== PROBLEM 1 ==
In the Pál Békés biography, at which university was he a Fulbright scholar?
== PROBLEM 2 ==
Please reproduce, word for word, the stretch of the Pál Békés biography from "Tribal Conditions" through "the adult society.".

1956 born in Budapest
1975-80 studies Hungarian, English, and Comparative Literary History at Eötvös Loránd University, Budapest
1974-75 interviewer at the Mass Media Centre of the Hungarian Radio and Television Corporation
1980-84 teaches English
1984-94 freelance writer (fiction, drama, radio plays, film scripts) and translator
1992-93 Fulbright scholar at Columbia University in New York
1994-2000 director of studio at the Hungarian Radio and Television Corporation, editor of programs featuring literature and the theatre
1997 guest of the International Writing Program at Iowa University (Iowa City)
2000 freelance writer, member of the PEN Club, the Writers' Association, the Belletrists' Society, IBBY (International Board on Books for Young People)
2000 Hungarian president of the IBBY
he died on 28th Marh, 2010 in Budapest

His prizes include:
1981 Zsigmond Móricz Scholarship, 1984-85 Vígszínház Scholarship (for theatre), 1988 Soros Foundation Scholarship, 1988 New Hungarian Radio Plays Prize, 1988 László Wessely Prize for translations, 1991 The Holmi's Short Story Contest Prize, 1998 The Juvenile Book of the Year Prize, 1998 Tibor Déry Award, 200X Soros Foundation Scholarship, 2000 Attila József Prize, 2005 Prize of the periodical Mozgó Világ, 2006 Order of Merit of the Hungarian Republic, Knight Cross, 2006 Sándor Hevesi Prize, 2009 Sándor Márai Prize,2011 Honorary Citizen of the XIII. district (posthumous)

Tribal Conditions

In these autobiographical stories spanning the time from childhood to young adulthood, Pál Békés describes how the world is discovered and seized by the child. He advances towards punchlines with excellent anecdotal skills and economy. The greatest joy to read are the stories from early childhood, in which the naive child-narrator conveys a meaning he does not understand himself, for instance about the tunnel drilled through the middle of the Earth, or later about young pioneers collecting ballots. (Although only a single name appears on the ballot, even the invalids have to be visited, because the elections are general and secret.) The cruelty and the balance of powers are modified from age to age and reach into the adult society.

== INFORMATION SUPPLIED ==
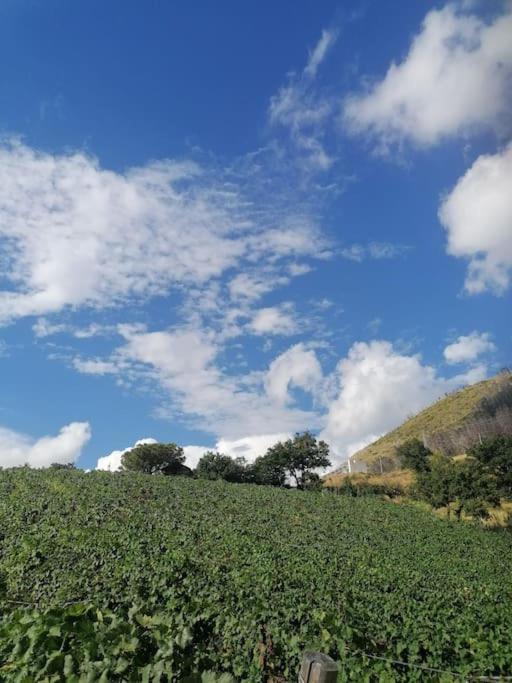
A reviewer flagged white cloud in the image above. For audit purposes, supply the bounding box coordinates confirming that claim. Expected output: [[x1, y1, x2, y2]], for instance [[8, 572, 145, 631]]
[[268, 30, 337, 171], [73, 358, 117, 375], [249, 303, 299, 335], [321, 341, 486, 459], [0, 422, 91, 468], [0, 140, 324, 326], [304, 29, 338, 78], [101, 326, 319, 439], [96, 432, 291, 472], [215, 432, 292, 462], [439, 144, 512, 294], [96, 437, 157, 472], [344, 3, 512, 151], [32, 318, 68, 338], [443, 332, 496, 364], [340, 242, 409, 263], [265, 344, 323, 405]]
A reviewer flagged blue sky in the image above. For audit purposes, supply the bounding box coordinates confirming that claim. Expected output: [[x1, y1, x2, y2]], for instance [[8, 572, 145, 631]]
[[0, 0, 512, 467]]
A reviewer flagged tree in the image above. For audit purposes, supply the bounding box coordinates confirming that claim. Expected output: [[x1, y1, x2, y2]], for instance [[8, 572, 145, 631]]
[[265, 432, 331, 489], [468, 435, 512, 498], [196, 451, 246, 483], [121, 443, 192, 475], [248, 452, 286, 486], [416, 455, 500, 519], [395, 439, 432, 472]]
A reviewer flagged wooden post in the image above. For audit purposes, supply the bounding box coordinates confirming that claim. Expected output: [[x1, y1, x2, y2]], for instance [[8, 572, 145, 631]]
[[299, 651, 338, 683]]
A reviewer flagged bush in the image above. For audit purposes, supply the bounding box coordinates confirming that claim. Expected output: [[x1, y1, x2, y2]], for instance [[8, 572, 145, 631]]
[[121, 443, 192, 475], [396, 439, 432, 472], [468, 435, 512, 498]]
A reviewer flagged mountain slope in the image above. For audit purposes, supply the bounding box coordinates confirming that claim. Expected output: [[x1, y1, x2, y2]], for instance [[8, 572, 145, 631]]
[[336, 370, 512, 476]]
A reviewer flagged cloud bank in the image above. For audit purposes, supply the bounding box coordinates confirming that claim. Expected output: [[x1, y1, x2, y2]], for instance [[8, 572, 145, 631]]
[[343, 3, 512, 151], [0, 422, 91, 468]]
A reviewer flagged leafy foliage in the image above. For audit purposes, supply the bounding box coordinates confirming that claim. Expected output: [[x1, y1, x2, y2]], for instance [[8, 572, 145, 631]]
[[468, 435, 512, 498], [196, 451, 247, 483], [0, 468, 512, 683], [417, 455, 500, 517], [265, 432, 331, 489], [121, 443, 192, 475], [396, 439, 432, 472]]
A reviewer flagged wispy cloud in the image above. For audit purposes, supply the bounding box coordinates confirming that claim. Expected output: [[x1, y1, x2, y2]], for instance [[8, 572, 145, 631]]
[[343, 2, 512, 152], [268, 29, 337, 172], [0, 140, 325, 326]]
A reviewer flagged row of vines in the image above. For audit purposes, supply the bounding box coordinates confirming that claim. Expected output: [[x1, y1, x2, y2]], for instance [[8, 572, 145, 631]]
[[0, 469, 512, 683]]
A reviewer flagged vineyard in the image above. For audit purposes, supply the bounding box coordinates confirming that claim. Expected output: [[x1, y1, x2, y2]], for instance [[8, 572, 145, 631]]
[[0, 469, 512, 683]]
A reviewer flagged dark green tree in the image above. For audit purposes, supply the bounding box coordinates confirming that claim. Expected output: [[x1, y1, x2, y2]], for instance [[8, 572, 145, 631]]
[[121, 443, 192, 475], [248, 452, 286, 486], [395, 439, 432, 472], [195, 451, 247, 483], [265, 432, 331, 489], [416, 455, 500, 519], [468, 435, 512, 498]]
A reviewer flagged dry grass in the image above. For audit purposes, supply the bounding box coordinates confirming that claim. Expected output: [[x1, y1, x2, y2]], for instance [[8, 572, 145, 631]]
[[346, 374, 512, 464], [324, 470, 414, 493]]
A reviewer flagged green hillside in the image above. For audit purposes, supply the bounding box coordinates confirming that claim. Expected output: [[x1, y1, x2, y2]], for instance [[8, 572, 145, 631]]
[[0, 468, 512, 683], [352, 371, 512, 472]]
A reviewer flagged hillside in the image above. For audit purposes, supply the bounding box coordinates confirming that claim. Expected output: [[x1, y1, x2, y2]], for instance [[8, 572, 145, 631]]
[[0, 468, 512, 683], [340, 371, 512, 476]]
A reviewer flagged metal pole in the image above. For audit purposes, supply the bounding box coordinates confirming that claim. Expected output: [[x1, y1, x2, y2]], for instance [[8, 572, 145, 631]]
[[299, 651, 338, 683]]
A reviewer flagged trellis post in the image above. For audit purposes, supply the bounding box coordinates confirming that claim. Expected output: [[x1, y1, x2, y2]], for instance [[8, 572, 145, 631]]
[[299, 651, 338, 683]]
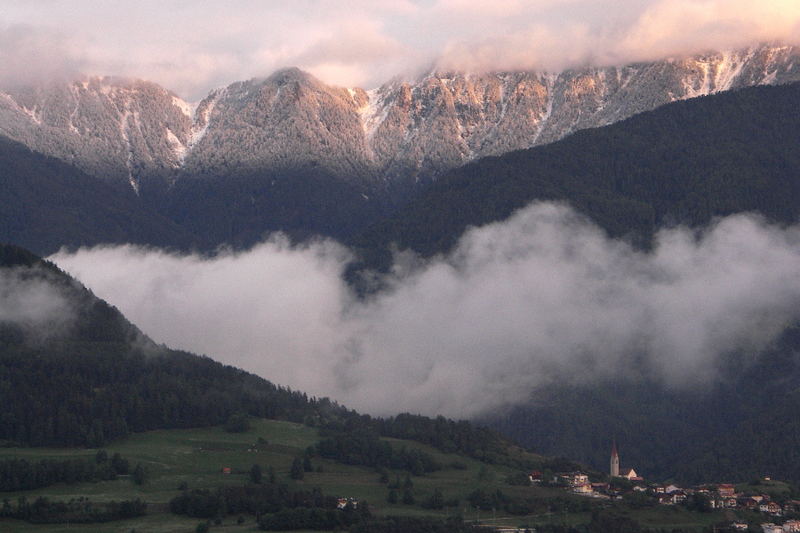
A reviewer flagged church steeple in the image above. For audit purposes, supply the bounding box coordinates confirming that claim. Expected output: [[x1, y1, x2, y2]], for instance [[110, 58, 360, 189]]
[[611, 441, 619, 477]]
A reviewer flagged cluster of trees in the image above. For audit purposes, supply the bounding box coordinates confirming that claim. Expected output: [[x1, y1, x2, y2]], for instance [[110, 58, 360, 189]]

== EXERCISE SOLUTION 1 ==
Columbia University in New York.

== EXERCISE SOLUTION 2 ==
Tribal Conditions

In these autobiographical stories spanning the time from childhood to young adulthood, Pál Békés describes how the world is discovered and seized by the child. He advances towards punchlines with excellent anecdotal skills and economy. The greatest joy to read are the stories from early childhood, in which the naive child-narrator conveys a meaning he does not understand himself, for instance about the tunnel drilled through the middle of the Earth, or later about young pioneers collecting ballots. (Although only a single name appears on the ballot, even the invalids have to be visited, because the elections are general and secret.) The cruelty and the balance of powers are modified from age to age and reach into the adult society.